• [EXCERTO DO TEXTO]:
──────────────────────────────

Carlos Alves é atleta do Run Tejo. Deficiente motor, sempre praticou desporto. Abraçou o atletismo há seis anos e já concluiu uma meia maratona. Agora, está a dedicar-se mais à velocidade na pista com o objetivo de realizar um grande sonho: estar presente num Campeonato Europeu de Desporto Adaptado. Cidadão de convicções fortes, não se deixa abater por mentalidades que põem em causa as suas aspirações, apenas por ser deficiente.
Carlos Alves tem 44 anos e é funcionário público. Nascido em Lisboa, abraçou o atletismo há seis anos mas praticou desporto desde os nove anos. Entre outras modalidades, musculação, artes marciais e boxe.
Carlos é deficiente motor mas não cognitivo, um problema de saúde tido ao nascer. O atletismo apareceu por acaso, quando ele frequentava o ginásio e em conversa com Rosa Freitas, soube que o irmão dela (Carlos Freitas) era treinador. Feitas as devidas apresentações, Carlos Freitas disse-lhe que o punha a correr. “Eu nem gostava de andar mas aceitei o desafio”.
Foi assim que Carlos entrou para o atletismo. Estreou-se no mundo das corridas nos 8 km do Rosário-Gaio, no concelho da Moita. “Foi ótima a sensação. Foi uma vitória conseguir correr 8 km, nunca pensei fazê-lo. Foi uma coisa incrível! Um êxtase total, conseguir chegar ao fim. Uma grande vitória pessoal!”
“Ao final do dia, arranjo duas horas. Não estou para ninguém, nem levo o telemóvel”

──────────────────────────────

• [DADOS FORNECIDOS]:
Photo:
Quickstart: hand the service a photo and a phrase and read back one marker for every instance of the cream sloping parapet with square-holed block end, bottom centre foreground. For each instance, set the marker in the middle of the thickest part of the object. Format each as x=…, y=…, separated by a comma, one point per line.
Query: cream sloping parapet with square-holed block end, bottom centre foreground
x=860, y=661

──────────────────────────────

• [LISTA DE TAREFAS]:
[A] Indique todas as pessoas que o texto sobre Carlos Alves menciona pelo nome.
[B] Dê seguimento ao texto sobre Carlos Alves a partir da última frase apresentada.
A listagem não tem qualquer relação com o texto sobre Carlos Alves.

• [AS SUAS RESPOSTAS]:
[A] Carlos Alves, Rosa Freitas e Carlos Freitas.

[B]
Mais de 5.500 km em treinos e provas
É atleta do Run Tejo e treina seis vezes por semana, habitualmente acompanhado. Tem treinador e naturalmente, um plano de treinos. Consegue conciliar os treinos com a sua atividade profissional fazendo ginástica no tempo. “Ao final do dia, arranjo duas horas. Não estou para ninguém, nem levo o telemóvel”.
Meticuloso, tem um registo de todas as suas provas, na estrada, corta-mato e pista. Já vai em 124, o que dá uma média de 35 a 40 por ano. Contando com os treinos e corridas, já terá feito cerca de 5.500 km, mais do que a distância entre Lisboa e Nova York.
Experiência inolvidável na Meia Maratona dos Descobrimentos
Quanto à sua prova preferida, não hesita em eleger a S. Silvestre da Amadora. “É mítica. Só a fiz em 2019. Não se vê um centímetro sem pessoas!”
A sua distância preferida na estrada passa pelos 10 km. Já na pista, está a especializar-se nos 60, 100 e 200 metros.
A Meia Maratona dos Descobrimentos em 2019 foi a sua maior distância já percorrida. Em 2h30m48s. Para Carlos, um feito inolvidável. “Foi uma coisa incrível, uma realização pessoal, uma satisfação incrível. Tive todos os sentimentos que uma pessoa pode ter: ri e chorei no final, completamente emocionado”.
Carlos mostrou mais uma vez a todos aqueles que não se acham capazes de correr um quilómetro que seja, que não há impossíveis. “Não consigo? Por uma razão mental? Por falta de treino? Tenho de experimentar para saber se consigo ou não”.
“O desporto em Portugal é só futebol, o resto… Os nossos grandes atletas fazem coisas impensáveis, de valor”
Nova opção pela velocidade na pista
Carlos mantém-se na estrada mas abraçou recentemente uma nova opção, a pista. O seu grande objetivo é poder participar num Campeonato Europeu de Desporto Adaptado. “É um dos meus sonhos. Vou esforçar-me para fazer o meu melhor. Mesmo que seja o último, direi que fiz o meu melhor e estive lá”.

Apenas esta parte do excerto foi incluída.